(Material to process):
○ ○ ○ ○ ○ ○ ○

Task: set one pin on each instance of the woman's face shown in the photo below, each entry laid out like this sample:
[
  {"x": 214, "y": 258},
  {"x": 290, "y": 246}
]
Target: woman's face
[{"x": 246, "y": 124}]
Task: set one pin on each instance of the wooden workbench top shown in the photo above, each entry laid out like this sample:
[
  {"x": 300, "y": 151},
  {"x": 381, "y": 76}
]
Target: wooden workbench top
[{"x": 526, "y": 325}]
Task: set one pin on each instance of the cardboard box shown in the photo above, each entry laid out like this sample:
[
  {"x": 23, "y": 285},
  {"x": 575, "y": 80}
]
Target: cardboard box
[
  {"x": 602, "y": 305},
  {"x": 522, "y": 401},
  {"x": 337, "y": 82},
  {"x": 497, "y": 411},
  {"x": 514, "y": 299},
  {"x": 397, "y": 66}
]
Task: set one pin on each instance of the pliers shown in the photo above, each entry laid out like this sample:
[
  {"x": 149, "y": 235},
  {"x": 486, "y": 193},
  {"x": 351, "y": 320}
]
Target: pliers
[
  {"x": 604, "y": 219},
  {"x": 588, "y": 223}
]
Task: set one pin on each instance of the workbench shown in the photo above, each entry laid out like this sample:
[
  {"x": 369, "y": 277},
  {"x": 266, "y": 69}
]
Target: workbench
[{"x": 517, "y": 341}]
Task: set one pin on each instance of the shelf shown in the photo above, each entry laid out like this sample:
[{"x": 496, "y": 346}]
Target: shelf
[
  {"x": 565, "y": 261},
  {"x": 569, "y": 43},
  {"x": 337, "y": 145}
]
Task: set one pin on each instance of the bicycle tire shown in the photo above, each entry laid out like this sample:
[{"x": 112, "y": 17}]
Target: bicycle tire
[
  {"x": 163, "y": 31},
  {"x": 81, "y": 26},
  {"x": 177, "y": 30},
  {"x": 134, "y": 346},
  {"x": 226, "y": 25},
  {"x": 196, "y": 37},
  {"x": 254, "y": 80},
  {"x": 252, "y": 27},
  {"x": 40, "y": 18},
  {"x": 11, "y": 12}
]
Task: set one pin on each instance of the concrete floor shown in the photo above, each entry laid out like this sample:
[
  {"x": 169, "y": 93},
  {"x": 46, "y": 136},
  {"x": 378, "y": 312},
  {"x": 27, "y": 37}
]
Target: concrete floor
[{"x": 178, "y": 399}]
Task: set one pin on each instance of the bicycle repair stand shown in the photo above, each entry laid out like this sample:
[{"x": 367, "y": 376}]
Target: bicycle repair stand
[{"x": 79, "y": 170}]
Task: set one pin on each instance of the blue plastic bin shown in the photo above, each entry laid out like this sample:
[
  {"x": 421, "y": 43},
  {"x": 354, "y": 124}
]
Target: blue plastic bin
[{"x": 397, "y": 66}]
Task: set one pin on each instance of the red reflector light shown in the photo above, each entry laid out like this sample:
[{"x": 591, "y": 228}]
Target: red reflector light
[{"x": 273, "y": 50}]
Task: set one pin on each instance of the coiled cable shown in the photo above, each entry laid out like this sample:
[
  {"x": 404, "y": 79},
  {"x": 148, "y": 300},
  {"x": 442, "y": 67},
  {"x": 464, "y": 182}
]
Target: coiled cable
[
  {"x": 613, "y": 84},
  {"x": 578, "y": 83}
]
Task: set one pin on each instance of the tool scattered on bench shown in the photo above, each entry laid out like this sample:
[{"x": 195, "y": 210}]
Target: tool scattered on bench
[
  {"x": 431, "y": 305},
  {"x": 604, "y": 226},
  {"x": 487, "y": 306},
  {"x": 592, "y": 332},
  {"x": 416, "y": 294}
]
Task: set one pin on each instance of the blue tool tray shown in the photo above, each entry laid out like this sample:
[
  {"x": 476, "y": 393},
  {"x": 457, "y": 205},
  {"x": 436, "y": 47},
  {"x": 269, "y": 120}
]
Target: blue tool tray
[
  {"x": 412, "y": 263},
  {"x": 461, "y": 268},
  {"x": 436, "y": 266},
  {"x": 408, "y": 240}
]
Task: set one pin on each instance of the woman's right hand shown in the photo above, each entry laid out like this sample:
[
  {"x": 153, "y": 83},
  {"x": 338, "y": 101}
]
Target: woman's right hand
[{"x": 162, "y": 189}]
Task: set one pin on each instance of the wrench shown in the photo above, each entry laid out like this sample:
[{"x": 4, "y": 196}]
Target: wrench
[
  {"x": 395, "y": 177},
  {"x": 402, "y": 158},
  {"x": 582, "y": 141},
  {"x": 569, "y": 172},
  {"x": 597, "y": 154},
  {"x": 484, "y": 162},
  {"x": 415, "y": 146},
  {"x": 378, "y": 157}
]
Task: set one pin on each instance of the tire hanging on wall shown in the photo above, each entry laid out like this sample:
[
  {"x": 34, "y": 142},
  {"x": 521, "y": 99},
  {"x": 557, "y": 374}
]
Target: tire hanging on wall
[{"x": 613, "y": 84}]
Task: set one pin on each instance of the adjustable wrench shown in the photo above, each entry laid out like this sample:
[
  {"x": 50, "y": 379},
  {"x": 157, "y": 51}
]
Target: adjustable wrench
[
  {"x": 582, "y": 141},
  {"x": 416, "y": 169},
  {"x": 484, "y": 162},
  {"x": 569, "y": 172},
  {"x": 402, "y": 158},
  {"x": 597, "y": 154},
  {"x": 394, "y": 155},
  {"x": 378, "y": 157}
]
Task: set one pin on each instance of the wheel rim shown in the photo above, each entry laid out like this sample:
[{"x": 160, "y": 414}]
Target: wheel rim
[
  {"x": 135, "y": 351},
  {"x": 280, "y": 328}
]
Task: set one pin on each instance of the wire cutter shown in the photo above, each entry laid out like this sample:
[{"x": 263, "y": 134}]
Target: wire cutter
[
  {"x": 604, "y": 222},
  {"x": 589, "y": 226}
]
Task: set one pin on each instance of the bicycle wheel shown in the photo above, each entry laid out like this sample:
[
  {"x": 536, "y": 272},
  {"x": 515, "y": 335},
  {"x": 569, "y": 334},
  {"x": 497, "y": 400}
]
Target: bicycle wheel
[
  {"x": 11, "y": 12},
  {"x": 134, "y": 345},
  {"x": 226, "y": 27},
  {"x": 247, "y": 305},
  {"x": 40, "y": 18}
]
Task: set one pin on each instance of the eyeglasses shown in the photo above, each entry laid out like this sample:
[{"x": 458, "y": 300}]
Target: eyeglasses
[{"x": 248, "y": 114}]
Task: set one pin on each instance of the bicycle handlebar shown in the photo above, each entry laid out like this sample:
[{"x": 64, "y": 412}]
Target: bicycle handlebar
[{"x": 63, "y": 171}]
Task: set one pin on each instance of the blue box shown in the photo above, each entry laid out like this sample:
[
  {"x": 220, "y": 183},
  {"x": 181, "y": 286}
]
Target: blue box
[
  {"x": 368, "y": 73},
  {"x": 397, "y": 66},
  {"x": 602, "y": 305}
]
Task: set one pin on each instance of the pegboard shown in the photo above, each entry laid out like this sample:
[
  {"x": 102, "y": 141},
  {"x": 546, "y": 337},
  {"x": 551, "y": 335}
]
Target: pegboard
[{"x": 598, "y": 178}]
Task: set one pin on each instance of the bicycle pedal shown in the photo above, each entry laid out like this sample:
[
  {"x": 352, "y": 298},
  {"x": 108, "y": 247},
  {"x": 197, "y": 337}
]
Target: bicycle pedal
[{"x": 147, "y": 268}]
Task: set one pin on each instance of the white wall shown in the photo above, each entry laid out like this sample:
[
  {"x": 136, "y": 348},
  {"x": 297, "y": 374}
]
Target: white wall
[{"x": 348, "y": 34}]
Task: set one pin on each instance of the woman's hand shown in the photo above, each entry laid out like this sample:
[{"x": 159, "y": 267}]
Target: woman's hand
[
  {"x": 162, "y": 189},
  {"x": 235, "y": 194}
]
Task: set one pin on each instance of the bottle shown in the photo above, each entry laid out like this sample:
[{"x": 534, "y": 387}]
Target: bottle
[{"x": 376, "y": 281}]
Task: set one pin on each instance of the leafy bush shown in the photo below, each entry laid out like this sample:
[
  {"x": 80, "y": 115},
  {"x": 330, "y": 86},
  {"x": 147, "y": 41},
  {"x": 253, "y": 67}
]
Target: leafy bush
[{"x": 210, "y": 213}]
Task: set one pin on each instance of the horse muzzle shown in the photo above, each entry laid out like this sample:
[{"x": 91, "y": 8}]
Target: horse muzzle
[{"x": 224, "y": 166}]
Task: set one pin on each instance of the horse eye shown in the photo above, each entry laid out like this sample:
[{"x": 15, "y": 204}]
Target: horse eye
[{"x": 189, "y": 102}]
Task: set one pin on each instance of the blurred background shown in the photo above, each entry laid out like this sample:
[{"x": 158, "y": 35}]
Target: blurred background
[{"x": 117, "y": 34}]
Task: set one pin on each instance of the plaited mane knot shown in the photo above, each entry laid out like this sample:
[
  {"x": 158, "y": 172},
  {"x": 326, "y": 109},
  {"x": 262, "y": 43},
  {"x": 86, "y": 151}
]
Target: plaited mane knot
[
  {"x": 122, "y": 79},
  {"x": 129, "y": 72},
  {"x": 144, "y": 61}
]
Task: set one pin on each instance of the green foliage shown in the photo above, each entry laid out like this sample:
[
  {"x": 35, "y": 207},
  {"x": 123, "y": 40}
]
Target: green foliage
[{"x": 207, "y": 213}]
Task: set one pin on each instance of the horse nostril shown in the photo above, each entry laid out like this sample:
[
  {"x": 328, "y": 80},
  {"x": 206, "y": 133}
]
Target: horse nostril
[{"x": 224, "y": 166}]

○ ○ ○ ○ ○ ○ ○

(What is being asked): Examine the records and pull out every line where the string "below" occurs.

(Exercise result):
Task: set one pin on each instance of the woman's face shown in the photo below, each entry laid out like this sample:
Task: set one pin on each instance of the leafy bush shown in the photo below, each entry laid out like this sample:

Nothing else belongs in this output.